(Referring expression data)
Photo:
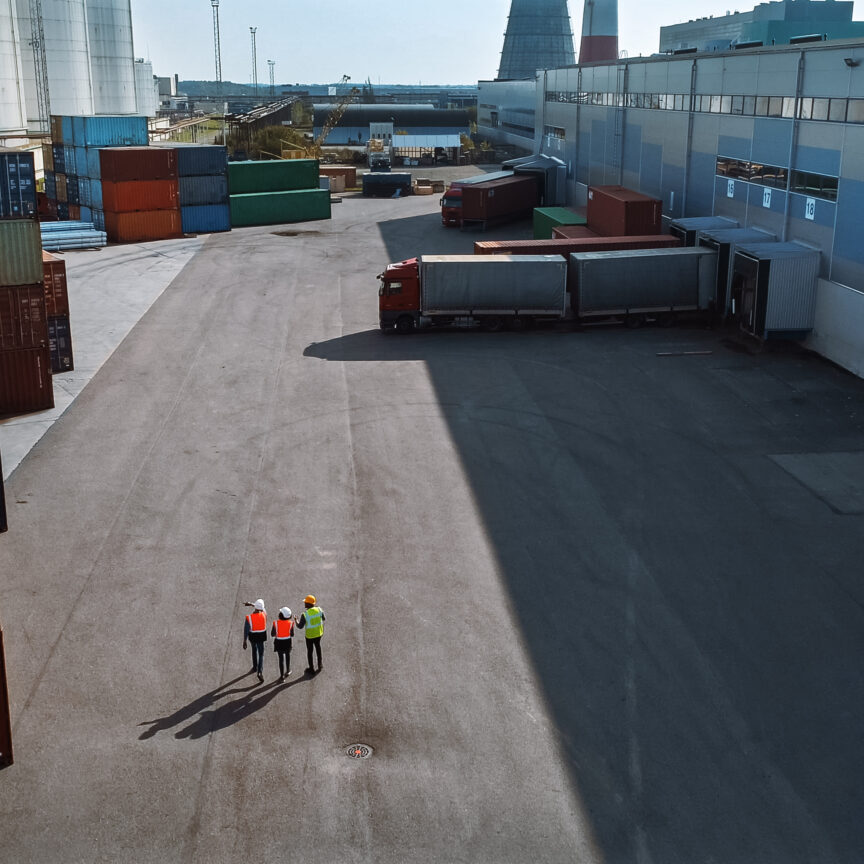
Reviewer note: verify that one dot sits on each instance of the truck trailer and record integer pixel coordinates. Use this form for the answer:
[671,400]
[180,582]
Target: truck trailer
[492,291]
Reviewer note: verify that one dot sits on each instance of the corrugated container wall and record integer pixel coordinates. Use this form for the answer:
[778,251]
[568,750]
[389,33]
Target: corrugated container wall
[17,185]
[112,62]
[21,261]
[137,163]
[614,211]
[25,380]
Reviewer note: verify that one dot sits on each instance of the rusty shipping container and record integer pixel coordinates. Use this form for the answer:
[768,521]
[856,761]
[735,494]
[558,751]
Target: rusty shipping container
[21,258]
[25,381]
[616,211]
[567,246]
[140,195]
[56,290]
[139,227]
[121,164]
[502,200]
[572,232]
[23,322]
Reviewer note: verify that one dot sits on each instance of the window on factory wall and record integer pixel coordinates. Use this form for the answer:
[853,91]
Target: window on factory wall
[814,185]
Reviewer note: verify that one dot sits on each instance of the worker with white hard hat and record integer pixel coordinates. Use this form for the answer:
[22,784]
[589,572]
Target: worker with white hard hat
[282,631]
[312,620]
[255,631]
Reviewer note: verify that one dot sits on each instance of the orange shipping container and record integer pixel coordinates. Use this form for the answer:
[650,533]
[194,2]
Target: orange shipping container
[141,226]
[134,195]
[56,293]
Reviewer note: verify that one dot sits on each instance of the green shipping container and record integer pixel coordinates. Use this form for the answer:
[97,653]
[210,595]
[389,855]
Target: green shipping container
[547,218]
[20,252]
[274,208]
[277,175]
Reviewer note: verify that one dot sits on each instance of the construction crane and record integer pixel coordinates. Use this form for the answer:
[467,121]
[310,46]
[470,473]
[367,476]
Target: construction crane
[314,149]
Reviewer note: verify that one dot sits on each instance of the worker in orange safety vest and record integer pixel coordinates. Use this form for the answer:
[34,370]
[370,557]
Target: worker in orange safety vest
[255,631]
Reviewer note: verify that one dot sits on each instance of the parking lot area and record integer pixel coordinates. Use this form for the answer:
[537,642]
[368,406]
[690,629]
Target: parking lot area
[591,594]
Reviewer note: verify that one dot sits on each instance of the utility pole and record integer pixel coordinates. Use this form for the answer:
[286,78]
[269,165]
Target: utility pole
[217,45]
[37,42]
[253,31]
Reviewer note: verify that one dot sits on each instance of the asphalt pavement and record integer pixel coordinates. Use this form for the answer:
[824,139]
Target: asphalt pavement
[591,595]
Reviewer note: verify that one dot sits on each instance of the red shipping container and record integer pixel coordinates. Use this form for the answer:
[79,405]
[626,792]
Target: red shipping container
[23,322]
[566,246]
[25,381]
[56,291]
[119,164]
[572,232]
[134,195]
[615,211]
[142,226]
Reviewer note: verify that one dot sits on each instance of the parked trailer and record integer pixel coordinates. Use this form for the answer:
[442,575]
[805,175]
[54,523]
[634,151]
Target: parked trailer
[637,284]
[774,289]
[492,291]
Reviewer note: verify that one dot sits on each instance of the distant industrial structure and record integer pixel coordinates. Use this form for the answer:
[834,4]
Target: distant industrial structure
[89,64]
[775,23]
[539,36]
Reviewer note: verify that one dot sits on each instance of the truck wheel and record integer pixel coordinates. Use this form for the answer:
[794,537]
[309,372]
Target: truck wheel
[405,324]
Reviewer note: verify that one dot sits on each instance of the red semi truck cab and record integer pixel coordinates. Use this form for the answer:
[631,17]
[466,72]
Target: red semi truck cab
[451,207]
[399,295]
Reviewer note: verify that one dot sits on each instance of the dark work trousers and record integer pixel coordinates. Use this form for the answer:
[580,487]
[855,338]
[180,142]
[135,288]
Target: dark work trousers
[283,649]
[316,643]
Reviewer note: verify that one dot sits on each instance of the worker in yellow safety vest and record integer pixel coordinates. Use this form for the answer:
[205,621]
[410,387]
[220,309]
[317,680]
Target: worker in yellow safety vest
[312,620]
[255,631]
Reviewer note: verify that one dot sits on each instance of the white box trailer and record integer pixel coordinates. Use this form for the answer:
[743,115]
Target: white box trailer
[639,283]
[479,286]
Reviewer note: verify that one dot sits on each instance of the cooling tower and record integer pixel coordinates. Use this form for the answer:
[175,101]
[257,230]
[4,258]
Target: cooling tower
[538,36]
[599,31]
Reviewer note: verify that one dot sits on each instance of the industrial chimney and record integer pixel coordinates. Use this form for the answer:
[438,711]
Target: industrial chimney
[538,36]
[599,32]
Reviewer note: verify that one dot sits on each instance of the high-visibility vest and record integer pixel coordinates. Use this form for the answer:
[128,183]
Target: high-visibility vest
[284,628]
[314,624]
[257,622]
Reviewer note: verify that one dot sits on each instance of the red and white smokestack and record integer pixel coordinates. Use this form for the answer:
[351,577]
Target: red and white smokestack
[599,32]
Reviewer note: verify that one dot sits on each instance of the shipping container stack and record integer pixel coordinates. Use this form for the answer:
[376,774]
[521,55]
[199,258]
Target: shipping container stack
[73,174]
[203,182]
[275,192]
[25,364]
[140,193]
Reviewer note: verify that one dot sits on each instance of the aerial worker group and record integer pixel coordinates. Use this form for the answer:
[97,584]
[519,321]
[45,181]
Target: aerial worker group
[282,630]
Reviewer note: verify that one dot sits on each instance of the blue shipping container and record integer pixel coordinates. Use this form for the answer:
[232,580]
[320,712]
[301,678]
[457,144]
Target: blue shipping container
[212,189]
[196,160]
[205,219]
[17,185]
[59,158]
[108,131]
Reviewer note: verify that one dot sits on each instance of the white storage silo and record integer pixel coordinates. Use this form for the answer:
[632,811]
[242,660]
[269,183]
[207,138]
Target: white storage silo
[12,112]
[112,62]
[65,27]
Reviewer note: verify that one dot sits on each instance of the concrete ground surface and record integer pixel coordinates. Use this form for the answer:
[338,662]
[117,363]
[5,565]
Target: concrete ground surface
[590,597]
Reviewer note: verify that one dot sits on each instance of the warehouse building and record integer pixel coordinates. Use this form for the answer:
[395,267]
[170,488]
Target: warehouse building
[772,137]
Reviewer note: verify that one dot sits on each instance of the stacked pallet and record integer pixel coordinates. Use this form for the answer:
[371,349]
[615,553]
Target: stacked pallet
[25,364]
[275,192]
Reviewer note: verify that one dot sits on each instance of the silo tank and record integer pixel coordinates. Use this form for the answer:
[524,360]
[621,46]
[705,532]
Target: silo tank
[112,61]
[12,119]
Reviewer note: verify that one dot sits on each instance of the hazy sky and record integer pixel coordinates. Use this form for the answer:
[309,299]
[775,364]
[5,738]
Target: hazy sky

== Task item ==
Without the pictures, give every line of the data again, exactly as written.

== Task result ==
Photo:
Reviewer note: verify that one dot sits on each instance of the truck trailer and record integer pixel coordinates. Use this form for the answer:
[671,400]
[180,582]
Target: truck trailer
[492,291]
Reviewer note: verify that one dot sits on each instance of the corrugated container wall and record integer pixel coordinates. Use this form for the answer:
[778,251]
[568,750]
[389,33]
Target: corrugated container wall
[17,185]
[112,62]
[21,261]
[137,163]
[614,211]
[25,380]
Reviewer note: verify that one dot sits on each instance of the rusty shipping container and record integer pixel coordinates. Use this form for the answer:
[768,521]
[856,761]
[735,494]
[558,751]
Target: rusty shipping container
[21,258]
[25,381]
[616,211]
[567,246]
[140,195]
[56,290]
[139,227]
[121,164]
[502,200]
[572,232]
[23,322]
Reviewer note: verify that one dot sits on each instance of the window on factory wall and record integer pixel coordinates. Use this form for the answer:
[853,91]
Target: window on factory wall
[814,185]
Reviewer note: verify that one dot sits on each instance of the worker with white hard hat and record integer pixel coordinates. Use this form for the answer:
[22,784]
[589,572]
Target: worker with white hard hat
[282,631]
[312,620]
[255,631]
Reviewer note: verify that one dot sits on each instance of the orange shipping container and record integer pixel coordinates. Use this form for the answer:
[650,533]
[194,2]
Target: orange shipping container
[141,226]
[134,195]
[56,293]
Reviewer note: verify that one dot sits on each instance of the green shipping container and record integer pixel coordinates. Use this form for the answer:
[97,653]
[210,595]
[389,855]
Target: green shipping container
[547,218]
[20,252]
[274,208]
[277,175]
Reviewer note: verify that one dot sits on each instance of the construction crane and record integer pixel coordinates. Use this form for the answer:
[467,121]
[310,46]
[470,473]
[367,476]
Target: construction crane
[314,149]
Reviewer note: verify that one dot sits on each instance of the worker in orange safety vest and record integer pixel coordinates. Use this form for the answer:
[34,370]
[370,557]
Target: worker in orange safety vest
[255,631]
Reviewer note: verify that one dot sits on each instance of the parking lot area and record integer pixel coordinates. Use this form for the answer:
[537,642]
[368,406]
[690,629]
Target: parking lot area
[591,594]
Reviewer note: verify that one dot sits on each instance of the utility pole and record integer pixel coordinates. Use this form for the answer:
[286,78]
[269,165]
Target: utility pole
[217,45]
[37,42]
[253,31]
Reviewer note: verify that one dot sits on each instance of the asphalt pavement and record integer pixel coordinates. Use this form for the answer:
[824,139]
Target: asphalt pavement
[591,595]
Reviewer note: verify that one dot sits on each instance of the red shipping container and record integer pixel coordinates. Use this form for the answer:
[79,405]
[626,792]
Target: red shipping container
[23,322]
[566,246]
[25,381]
[56,291]
[119,164]
[572,232]
[134,195]
[615,211]
[142,226]
Reviewer note: verify that one dot sits on each instance of the parked trailer and record integer pixel coordinates. Use this form for the answer:
[442,575]
[805,175]
[54,523]
[634,151]
Target: parked trailer
[637,284]
[774,289]
[492,291]
Reviewer note: verify that one dot sits on each instance of the distant industrial structure and record integer pixel coordinates. Use this form for the answer:
[834,4]
Target: distant industrial structure
[89,64]
[775,23]
[539,36]
Reviewer note: verify that one dot sits on each instance of the truck wheel and record integer pixel coordinates. Use this form for the answer:
[794,537]
[309,372]
Target: truck wheel
[405,324]
Reviewer note: verify that one dot sits on each instance of the red semi truck cab and record integer pixel coordinates. Use this form for the answer:
[631,17]
[466,72]
Target: red semi truck cab
[451,207]
[399,295]
Reviewer note: verify that one dot sits on each instance of the dark work trousers and record integer pixel coordinates. Use this form for the answer:
[580,487]
[855,338]
[180,142]
[135,288]
Target: dark work trousers
[283,649]
[316,643]
Reviewer note: verify that one dot sits on each instance of the worker in yellow safety vest and record integer pixel coordinates. Use this form for the answer:
[205,621]
[410,387]
[220,309]
[317,680]
Target: worker in yellow safety vest
[312,620]
[255,631]
Reviewer note: verify that one dot sits on each instance of the white box trailer and record integer pixel coordinates. Use this form for the answer:
[743,115]
Target: white box trailer
[639,283]
[479,286]
Reviewer note: verify that one dot sits on each instance of the cooling tower and record integer pixel coordinates. Use this form for the answer:
[175,101]
[257,230]
[4,258]
Target: cooling tower
[538,36]
[599,31]
Reviewer note: verify that one dot sits on each instance of the industrial chimney and record integer pixel coordinates. Use this form for the answer:
[438,711]
Target: industrial chimney
[538,36]
[599,32]
Reviewer note: verify that one dot sits on each instance of the high-visibility vest and record integer pixel coordinates. Use this form for the answer:
[128,183]
Target: high-visibility vest
[284,628]
[314,624]
[257,622]
Reviewer note: verify that one dot sits on each instance of the red and white smokestack and record integer pixel coordinates. Use this form for the answer:
[351,577]
Target: red and white smokestack
[599,32]
Reviewer note: verify that one dot sits on each instance of the shipping container stack and record integer pixel coordinates. Use this form for the answer:
[376,774]
[521,55]
[199,258]
Target: shipping container stack
[73,174]
[203,182]
[275,192]
[25,364]
[140,193]
Reviewer note: verify that one dot sits on each instance of the aerial worker group and record integer pixel coordinates. Use this form for the answer:
[97,584]
[519,321]
[45,181]
Target: aerial worker group
[282,630]
Reviewer note: verify that one dot sits on each instance of the blue shipping container and record integer pixel coordinates. Use this form for the answer:
[232,580]
[320,712]
[301,678]
[457,144]
Target: blue shipping container
[212,189]
[196,160]
[205,219]
[17,185]
[59,158]
[108,131]
Reviewer note: verify that one dot sits on each instance of the white storage silo and record integer pixel coordinates. Use this form for the answer:
[632,811]
[242,660]
[269,183]
[207,138]
Target: white storage silo
[12,112]
[112,62]
[65,27]
Reviewer note: verify that one dot sits on each instance of the concrete ground surface and record integer pixel coordinates. Use this form for the answer:
[338,662]
[117,363]
[5,565]
Target: concrete ground surface
[590,597]
Reviewer note: verify that one dot sits on each instance of the warehouse building and record integer pixel coordinates. Use this form for the answer:
[395,267]
[170,488]
Target: warehouse building
[772,137]
Reviewer note: verify that one dot sits on each instance of the stacked pallet and record integer pixel coordinates. Use this form for the answer:
[371,349]
[615,553]
Target: stacked pallet
[25,364]
[275,192]
Reviewer note: verify that one dot sits on each instance of the silo tank and record integer pixel coordinates. Use this form for the answer:
[524,360]
[621,46]
[705,532]
Target: silo tank
[112,61]
[12,119]
Reviewer note: verify that one dot sits on each instance of the hazy sky and record integer pixel coordinates. Use this form for the answer:
[309,299]
[775,364]
[5,738]
Target: hazy sky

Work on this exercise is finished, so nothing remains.